*Exercise description*.
Continue the post below about returning to a weight-loss meeting and weighing in, starting right after its last sentence.

--- Exercise passage ---

Today I went back to my meeting.  I didn't make it last week, which was the first week in September, so I was required to weigh in today.  I was dreading the weigh in.  I have been binge eating for basically two weeks straight.  My psychological issues have been getting me down.  I have been stressed out and very emotional.  And I am PMS.  But the folks on the WW online message boards convinced me to just go to the meeting, weigh in, and move on with life.  Get it over with.  Face the music. 

So I did.  I was up 2.2lbs.  Not nearly as much as I thought I would be.  I learned a very important lesson though: I can not place so much importance on what the scale says.  If I need my meeting, I should go to the meeting instead of avoiding it because I don't want to weigh in.  I need to focus on my health, not on the number on the scale.  What I did to myself to make sure that that number was not too high was NOT healthy.  I need to learn to focus on doing the program, accepting the occasional slip up, and moving on.  I do not feel good about what I just put myself - and my body - through.  This became evident this morning at the gym.  I tried to do my usual hour long work out on the elliptical right after my meeting.  I got on the elliptical and my legs were feeling achey and tired, even just 2 minutes into it.  And I wasn't even going my normal pace.  I started to feel dizzy - probably as a result of the binge/purge with laxatives lately, the lack of sleep last night due to anxiety over weigh in this morning, AND on top of all of that, I took (for the first time ever) some Pamprin (PMS relief medicine) this morning because (a) it reduces bloat and (b) it is a diuretic.  I felt woozy all morning from the medicine but I THOUGHT I was feeling better enough by the time I got to the gym.

--- Entries supplied ---

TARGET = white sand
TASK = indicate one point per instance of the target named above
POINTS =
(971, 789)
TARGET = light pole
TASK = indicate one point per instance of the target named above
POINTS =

---

*Exercise result*.
I really wanted to get a good work out in because I can not make it to the gym tomorrow, but I realized that it was not worth it to injure myself or make myself sick.  I had to focus on my health, not on how much food I would or would not be able to eat if I did not get my usual work out in.  I also cannot focus on taking off the 2.2lbs.  My weight is fine right now.  I can focus on maintaining and being healthy.  So I got off the elliptical after just 45 min.  Hopefully this is the first step in the right direction.